**YOUR INSTRUCTIONS:**
Report every line in the material below that contains the word "story". Case counts.

**RECORDS:**
--

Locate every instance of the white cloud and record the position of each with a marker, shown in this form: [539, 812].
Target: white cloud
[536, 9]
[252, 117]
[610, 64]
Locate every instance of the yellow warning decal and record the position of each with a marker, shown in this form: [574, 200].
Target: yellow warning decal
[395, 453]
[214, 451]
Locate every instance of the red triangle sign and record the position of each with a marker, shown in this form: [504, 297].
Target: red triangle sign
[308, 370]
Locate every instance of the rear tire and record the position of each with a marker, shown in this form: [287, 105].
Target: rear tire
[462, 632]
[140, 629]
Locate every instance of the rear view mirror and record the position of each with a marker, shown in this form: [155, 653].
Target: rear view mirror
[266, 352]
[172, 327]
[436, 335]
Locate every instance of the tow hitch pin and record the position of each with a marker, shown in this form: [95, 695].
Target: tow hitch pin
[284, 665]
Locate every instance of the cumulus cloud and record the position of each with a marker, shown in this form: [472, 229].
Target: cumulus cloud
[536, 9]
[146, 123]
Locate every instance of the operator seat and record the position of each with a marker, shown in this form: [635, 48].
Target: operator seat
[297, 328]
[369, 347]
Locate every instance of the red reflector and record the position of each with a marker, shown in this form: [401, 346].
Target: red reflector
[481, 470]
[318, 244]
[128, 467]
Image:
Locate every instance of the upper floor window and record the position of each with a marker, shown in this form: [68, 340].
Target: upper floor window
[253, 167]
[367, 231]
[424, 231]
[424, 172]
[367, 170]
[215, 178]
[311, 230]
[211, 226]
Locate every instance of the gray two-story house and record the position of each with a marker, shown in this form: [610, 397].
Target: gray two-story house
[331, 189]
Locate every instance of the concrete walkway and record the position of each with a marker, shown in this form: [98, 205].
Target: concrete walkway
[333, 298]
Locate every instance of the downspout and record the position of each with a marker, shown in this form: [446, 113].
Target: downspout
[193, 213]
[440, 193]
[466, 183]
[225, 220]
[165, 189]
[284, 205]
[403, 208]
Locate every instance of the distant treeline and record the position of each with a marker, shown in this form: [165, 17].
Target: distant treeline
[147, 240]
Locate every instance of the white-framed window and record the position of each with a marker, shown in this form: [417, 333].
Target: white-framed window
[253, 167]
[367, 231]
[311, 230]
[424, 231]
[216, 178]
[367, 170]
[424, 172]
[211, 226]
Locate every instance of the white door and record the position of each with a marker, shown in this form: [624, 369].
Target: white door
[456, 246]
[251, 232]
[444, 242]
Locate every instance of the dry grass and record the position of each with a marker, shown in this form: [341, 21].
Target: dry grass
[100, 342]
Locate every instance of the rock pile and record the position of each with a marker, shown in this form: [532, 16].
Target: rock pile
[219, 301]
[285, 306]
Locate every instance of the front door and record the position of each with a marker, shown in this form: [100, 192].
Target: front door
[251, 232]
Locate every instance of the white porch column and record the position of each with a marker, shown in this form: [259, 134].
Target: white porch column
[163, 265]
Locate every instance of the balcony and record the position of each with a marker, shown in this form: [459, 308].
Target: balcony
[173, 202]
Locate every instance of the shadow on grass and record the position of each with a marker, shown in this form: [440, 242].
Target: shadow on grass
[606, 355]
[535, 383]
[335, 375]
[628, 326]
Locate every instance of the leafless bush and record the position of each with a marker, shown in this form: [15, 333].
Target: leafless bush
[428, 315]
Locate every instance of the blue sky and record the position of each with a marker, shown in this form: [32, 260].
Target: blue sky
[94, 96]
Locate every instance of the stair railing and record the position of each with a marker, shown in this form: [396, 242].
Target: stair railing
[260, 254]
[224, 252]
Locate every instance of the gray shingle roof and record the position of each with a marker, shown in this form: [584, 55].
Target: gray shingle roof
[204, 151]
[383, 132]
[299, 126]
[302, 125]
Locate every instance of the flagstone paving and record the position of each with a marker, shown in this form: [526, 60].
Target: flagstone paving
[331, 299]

--

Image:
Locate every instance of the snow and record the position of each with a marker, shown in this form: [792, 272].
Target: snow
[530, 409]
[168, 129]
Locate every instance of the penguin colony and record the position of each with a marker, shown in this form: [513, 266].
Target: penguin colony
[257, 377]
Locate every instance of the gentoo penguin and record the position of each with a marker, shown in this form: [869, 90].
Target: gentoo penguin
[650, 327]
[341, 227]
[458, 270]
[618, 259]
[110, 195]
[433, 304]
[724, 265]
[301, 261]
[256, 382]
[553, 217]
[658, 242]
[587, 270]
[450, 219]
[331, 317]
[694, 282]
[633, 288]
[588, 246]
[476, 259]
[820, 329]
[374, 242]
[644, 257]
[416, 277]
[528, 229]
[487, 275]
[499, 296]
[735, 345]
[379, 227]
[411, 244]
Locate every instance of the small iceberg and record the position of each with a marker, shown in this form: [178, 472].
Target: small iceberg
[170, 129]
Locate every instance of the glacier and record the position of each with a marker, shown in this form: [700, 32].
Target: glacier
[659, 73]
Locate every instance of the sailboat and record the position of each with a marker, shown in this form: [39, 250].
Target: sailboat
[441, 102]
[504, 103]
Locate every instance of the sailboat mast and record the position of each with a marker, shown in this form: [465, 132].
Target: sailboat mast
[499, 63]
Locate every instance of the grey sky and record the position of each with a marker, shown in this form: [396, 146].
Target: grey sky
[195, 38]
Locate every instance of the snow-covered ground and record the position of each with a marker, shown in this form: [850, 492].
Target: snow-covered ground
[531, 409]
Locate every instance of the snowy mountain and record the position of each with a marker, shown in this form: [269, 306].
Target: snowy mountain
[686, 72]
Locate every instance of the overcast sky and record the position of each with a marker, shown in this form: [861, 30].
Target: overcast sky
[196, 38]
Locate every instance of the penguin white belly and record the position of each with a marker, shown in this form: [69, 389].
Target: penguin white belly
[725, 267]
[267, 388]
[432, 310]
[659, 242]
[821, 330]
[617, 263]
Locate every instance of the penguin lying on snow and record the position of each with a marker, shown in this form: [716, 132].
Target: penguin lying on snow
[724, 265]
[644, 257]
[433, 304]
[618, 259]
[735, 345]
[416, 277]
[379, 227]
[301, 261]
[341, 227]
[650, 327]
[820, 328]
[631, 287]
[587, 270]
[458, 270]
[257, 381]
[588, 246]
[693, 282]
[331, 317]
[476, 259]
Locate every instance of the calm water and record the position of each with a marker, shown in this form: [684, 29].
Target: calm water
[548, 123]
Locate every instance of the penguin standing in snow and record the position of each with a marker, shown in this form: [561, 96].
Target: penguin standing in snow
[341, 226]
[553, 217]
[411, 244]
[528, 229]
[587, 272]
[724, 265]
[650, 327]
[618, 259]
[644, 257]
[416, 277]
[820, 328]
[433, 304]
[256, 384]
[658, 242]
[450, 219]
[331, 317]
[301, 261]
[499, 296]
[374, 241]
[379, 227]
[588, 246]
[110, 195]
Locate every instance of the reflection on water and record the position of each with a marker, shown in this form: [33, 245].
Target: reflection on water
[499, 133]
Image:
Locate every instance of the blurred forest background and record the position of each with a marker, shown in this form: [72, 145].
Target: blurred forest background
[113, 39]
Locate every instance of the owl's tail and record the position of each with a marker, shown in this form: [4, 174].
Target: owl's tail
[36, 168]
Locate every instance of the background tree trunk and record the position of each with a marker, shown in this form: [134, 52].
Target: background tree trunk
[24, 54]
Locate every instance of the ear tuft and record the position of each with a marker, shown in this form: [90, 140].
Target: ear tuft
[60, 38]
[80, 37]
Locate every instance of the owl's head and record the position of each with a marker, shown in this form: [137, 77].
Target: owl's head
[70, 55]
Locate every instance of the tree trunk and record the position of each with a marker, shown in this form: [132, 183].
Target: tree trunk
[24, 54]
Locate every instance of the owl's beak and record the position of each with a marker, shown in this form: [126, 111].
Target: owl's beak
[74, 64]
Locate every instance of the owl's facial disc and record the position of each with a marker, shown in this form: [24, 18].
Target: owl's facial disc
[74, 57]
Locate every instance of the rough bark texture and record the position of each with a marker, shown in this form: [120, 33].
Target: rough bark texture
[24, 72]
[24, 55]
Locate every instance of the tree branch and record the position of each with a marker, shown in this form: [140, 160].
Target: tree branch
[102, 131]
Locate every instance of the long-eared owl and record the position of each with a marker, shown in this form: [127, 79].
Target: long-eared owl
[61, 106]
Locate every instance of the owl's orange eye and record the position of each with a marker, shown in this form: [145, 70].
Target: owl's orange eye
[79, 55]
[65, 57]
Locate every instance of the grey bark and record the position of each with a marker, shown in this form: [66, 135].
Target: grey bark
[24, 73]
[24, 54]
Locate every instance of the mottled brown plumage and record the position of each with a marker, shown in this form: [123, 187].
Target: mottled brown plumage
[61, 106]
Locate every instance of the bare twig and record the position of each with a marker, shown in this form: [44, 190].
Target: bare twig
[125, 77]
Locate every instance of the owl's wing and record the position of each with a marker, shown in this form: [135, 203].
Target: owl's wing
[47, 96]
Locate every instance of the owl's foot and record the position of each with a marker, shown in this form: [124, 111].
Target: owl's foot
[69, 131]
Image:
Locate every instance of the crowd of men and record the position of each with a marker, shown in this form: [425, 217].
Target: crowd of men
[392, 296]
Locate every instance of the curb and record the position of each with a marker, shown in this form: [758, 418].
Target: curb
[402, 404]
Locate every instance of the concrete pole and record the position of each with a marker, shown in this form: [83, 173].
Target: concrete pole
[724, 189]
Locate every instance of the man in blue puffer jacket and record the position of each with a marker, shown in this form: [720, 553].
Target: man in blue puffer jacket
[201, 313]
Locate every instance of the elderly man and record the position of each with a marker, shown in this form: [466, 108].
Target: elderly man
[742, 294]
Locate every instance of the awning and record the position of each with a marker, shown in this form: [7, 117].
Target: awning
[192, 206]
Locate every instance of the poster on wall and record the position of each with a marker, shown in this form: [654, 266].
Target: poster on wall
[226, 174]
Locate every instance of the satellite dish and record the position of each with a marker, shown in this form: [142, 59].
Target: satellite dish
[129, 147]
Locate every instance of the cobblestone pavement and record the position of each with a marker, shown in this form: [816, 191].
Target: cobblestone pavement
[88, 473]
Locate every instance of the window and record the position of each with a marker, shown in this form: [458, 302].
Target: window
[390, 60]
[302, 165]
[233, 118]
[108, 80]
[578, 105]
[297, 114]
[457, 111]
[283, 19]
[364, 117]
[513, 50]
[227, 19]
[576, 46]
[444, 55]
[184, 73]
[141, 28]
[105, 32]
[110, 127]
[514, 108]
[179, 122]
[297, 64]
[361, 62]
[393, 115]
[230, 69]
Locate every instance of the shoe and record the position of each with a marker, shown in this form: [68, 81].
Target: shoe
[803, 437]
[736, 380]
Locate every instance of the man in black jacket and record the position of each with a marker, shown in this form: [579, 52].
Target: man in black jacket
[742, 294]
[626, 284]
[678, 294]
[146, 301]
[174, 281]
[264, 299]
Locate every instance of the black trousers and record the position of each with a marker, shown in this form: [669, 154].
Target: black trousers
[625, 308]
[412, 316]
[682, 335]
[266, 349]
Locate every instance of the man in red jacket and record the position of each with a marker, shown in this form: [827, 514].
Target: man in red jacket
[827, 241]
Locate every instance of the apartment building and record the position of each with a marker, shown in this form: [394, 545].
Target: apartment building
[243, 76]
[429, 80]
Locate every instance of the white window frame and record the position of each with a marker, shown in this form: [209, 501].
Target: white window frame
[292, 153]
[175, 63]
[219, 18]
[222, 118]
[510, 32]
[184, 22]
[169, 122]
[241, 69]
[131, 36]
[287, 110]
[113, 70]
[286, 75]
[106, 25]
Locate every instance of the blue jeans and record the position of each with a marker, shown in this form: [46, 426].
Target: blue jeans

--

**CORRECT OUTPUT:**
Locate every instance of the gray two-story house and record the position of each with a marker, shown in this form: [610, 397].
Target: gray two-story house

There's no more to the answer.